Program Notes

Nkeiru Okoye (Born 1972)

Voices Shouting Out

Approximately 5 minutes

Composer: Nkeiru Okoye (Born in 1972 in New York, NY)

Work composed:

World premiere: Premiered by the Virginia Symphony in February, 2002

Instrumentation: piccolo, 2 flutes, 2 oboes, 2 clarinets, bass clarinet, 2 bassoons, 4 horns, 3 trumpets, 2 trombones, tuba, timpani, 3 percussionists (playing 8 instruments), harp, strings

Voices Shouting Out

Musician and composer Nkeiru Okoye (pronounced “in-KEERroo oh-KOY-yeh”) describes herself as”…an American-born composer of African American and Nigerian ancestry. She was born in New York, NY and raised on Long Island. After studying composition, music theory, piano, conducting, and Africana Studies at Oberlin Conservatory, she pursued graduate studies at Rutgers University and became one of the leading African American women composers.” Her works have been performed and commissioned by many orchestras, both here in the US and abroad, including: Detroit Symphony, Philadelphia Orchestra, Baltimore Symphony, and the Royal Opera House in London. Equally impressive are her talents as a poet and librettist, as well as her artistic work as a soft sculptor.

Okoye’s works are often and rightly celebrated for their focus on African American history and culture. But after the horrifying attacks in Okoye’s own hometown on the World Trade Center buildings in New York on September 11, 2001, she focused on the people involved in that tragedy. The commission for the work came from the Virginia Symphony Orchestra (Norfolk, Virginia) and was first performed in 2002. As Okoye describes it, Voices Shouting Out is:

“… a march to  acknowledge those fighting on behalf of our safety, and yet a sparkling celebration of life for those who continue living.”

Okoye began writing Voices on New Year’s Eve, 2001. Her first response was to pen an elegiac work, but her instincts led her in a different direction. Instead, she turned to reflecting on gratitude, for the first responders and the nameless people who offered help, and on summoning the fortitude of her fellow Americans to move forward, to heal, to remember, to help change. The “voices shouting out” are not those of the victims of the attacks, but the voices of Americans left in the aftermath – it’s a message of strength and positivism, and it’s exciting to listen to.

Tasks for this exercise –
1. Count the lines in the entries that follow that contain the string "below", and reply with only that number.
2. Write the next part of the program notes on Voices Shouting Out, starting right after their last sentence.

Source material –
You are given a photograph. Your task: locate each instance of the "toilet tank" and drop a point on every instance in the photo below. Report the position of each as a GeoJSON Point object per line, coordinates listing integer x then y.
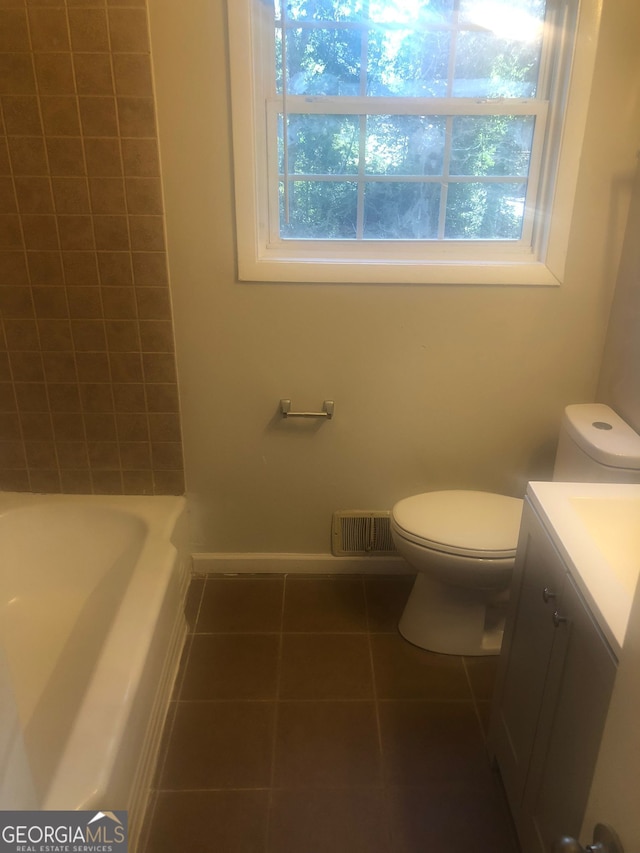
{"type": "Point", "coordinates": [596, 446]}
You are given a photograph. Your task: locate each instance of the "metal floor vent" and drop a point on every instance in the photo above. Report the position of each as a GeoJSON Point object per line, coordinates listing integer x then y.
{"type": "Point", "coordinates": [361, 533]}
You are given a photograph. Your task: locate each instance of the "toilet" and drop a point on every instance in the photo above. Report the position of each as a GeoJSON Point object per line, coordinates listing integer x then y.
{"type": "Point", "coordinates": [462, 544]}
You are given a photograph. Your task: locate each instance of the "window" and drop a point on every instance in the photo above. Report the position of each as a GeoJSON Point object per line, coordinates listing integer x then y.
{"type": "Point", "coordinates": [401, 140]}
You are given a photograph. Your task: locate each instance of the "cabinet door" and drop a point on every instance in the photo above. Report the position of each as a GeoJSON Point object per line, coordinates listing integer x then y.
{"type": "Point", "coordinates": [538, 579]}
{"type": "Point", "coordinates": [582, 670]}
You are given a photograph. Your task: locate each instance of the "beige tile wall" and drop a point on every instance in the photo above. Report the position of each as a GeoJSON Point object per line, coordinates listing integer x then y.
{"type": "Point", "coordinates": [88, 393]}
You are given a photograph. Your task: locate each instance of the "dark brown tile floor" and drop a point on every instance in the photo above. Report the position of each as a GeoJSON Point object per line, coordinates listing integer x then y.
{"type": "Point", "coordinates": [303, 723]}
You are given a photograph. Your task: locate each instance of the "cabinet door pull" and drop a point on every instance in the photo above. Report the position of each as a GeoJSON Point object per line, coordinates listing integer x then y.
{"type": "Point", "coordinates": [558, 620]}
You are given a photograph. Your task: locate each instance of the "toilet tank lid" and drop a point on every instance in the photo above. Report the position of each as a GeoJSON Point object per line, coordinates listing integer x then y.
{"type": "Point", "coordinates": [480, 523]}
{"type": "Point", "coordinates": [603, 435]}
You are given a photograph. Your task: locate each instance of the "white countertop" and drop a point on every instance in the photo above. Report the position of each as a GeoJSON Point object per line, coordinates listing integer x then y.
{"type": "Point", "coordinates": [596, 529]}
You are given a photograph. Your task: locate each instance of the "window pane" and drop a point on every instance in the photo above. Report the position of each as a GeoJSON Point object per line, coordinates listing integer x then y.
{"type": "Point", "coordinates": [492, 67]}
{"type": "Point", "coordinates": [322, 61]}
{"type": "Point", "coordinates": [404, 145]}
{"type": "Point", "coordinates": [320, 144]}
{"type": "Point", "coordinates": [321, 10]}
{"type": "Point", "coordinates": [491, 145]}
{"type": "Point", "coordinates": [414, 12]}
{"type": "Point", "coordinates": [479, 211]}
{"type": "Point", "coordinates": [408, 64]}
{"type": "Point", "coordinates": [401, 211]}
{"type": "Point", "coordinates": [319, 210]}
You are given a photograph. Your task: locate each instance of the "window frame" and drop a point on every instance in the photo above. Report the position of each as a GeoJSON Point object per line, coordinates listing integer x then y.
{"type": "Point", "coordinates": [263, 256]}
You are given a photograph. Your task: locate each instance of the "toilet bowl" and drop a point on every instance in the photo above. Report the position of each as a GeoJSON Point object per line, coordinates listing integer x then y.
{"type": "Point", "coordinates": [462, 545]}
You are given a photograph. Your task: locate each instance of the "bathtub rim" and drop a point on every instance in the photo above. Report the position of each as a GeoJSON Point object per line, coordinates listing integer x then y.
{"type": "Point", "coordinates": [163, 558]}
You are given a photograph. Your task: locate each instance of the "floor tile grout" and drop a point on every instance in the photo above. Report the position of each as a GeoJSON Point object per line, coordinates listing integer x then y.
{"type": "Point", "coordinates": [282, 801]}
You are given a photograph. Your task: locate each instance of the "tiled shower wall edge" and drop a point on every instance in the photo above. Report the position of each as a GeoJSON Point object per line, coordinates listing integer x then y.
{"type": "Point", "coordinates": [88, 385]}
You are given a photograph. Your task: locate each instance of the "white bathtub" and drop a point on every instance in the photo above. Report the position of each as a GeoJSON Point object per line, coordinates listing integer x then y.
{"type": "Point", "coordinates": [92, 593]}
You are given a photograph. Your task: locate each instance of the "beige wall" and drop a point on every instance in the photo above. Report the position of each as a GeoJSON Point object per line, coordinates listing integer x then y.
{"type": "Point", "coordinates": [88, 391]}
{"type": "Point", "coordinates": [435, 387]}
{"type": "Point", "coordinates": [620, 377]}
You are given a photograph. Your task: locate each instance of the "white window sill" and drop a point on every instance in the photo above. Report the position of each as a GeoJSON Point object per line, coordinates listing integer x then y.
{"type": "Point", "coordinates": [398, 272]}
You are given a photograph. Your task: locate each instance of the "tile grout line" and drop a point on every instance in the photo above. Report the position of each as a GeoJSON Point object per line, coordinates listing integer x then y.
{"type": "Point", "coordinates": [276, 714]}
{"type": "Point", "coordinates": [474, 702]}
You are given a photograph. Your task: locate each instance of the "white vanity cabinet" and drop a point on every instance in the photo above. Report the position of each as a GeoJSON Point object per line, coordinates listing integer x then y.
{"type": "Point", "coordinates": [555, 677]}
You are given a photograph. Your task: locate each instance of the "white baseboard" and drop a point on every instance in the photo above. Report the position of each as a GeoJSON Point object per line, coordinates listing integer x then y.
{"type": "Point", "coordinates": [236, 564]}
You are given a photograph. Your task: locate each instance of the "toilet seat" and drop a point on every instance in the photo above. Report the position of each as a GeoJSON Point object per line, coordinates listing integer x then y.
{"type": "Point", "coordinates": [465, 523]}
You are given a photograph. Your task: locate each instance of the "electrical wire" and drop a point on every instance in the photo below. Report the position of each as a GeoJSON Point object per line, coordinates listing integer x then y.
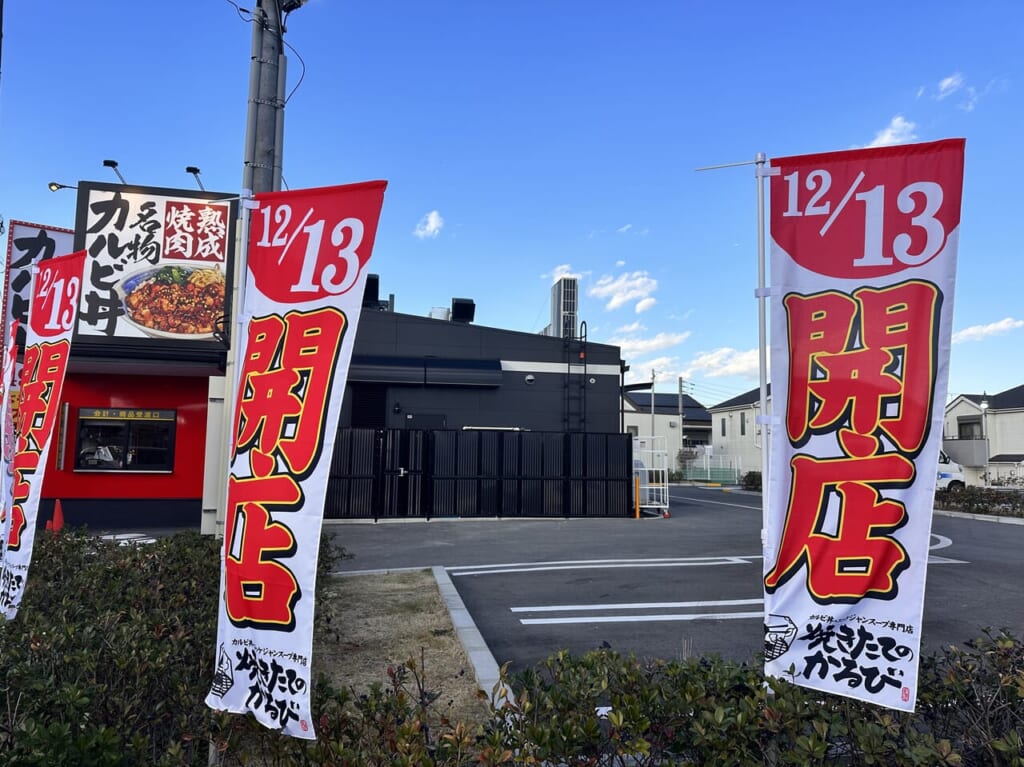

Task answers –
1. 2

2.
Voices begins and continues with percussion instruments creating driving rhythms. The orchestra dives into an ever pressing march, with syncopation and jazziness. Accents and forward momentum give a feeling of strength. And there’s anger, too, although it’s the kind that evokes defiance and resoluteness. Much of the rhythmic activity portrays this kind of resilience and a sense of pushing ahead despite pain and loss. An example of this musical resilience happens at about one-and-a-half minutes, with two muted solo trumpets. Sounding as though they’re bogged down and changing the tempo to something slower, in fact, they’re playing a complicated rhythm of beats across the measures. When the orchestra returns to join them, it’s in the original tempo, and the trumpets then sound as though they fit in more naturally, in a syncopated sort of way. It’s a nice musical representation of the collective resolve that Okoye is celebrating, and the resilience it takes to step forward through obstacles.

Soon after, Okoye changes the momentum in the work’s middle section. The music becomes softer and lyrical, and begins featuring wonderful little duets. Especially lovely are the duets for two violins and one for the harp and glockenspiel (a high-pitched metallic percussion keyboard). The jazzy, muscular music returns to end the work, now with even more force and resolve. And to clearly make an exuberant point about Voice’s message of strength and hope, Okoye ends the work with 10 repeated bars, like exclamation marks.


Rhapsody on a Theme by Paganini, Op. 43

Approximately 24 minutes

Composer: Sergey Vasilievich Rachmaninoff (Born in
Semyonovo, Russia in 1873; died Beverly Hills, CA in 1943)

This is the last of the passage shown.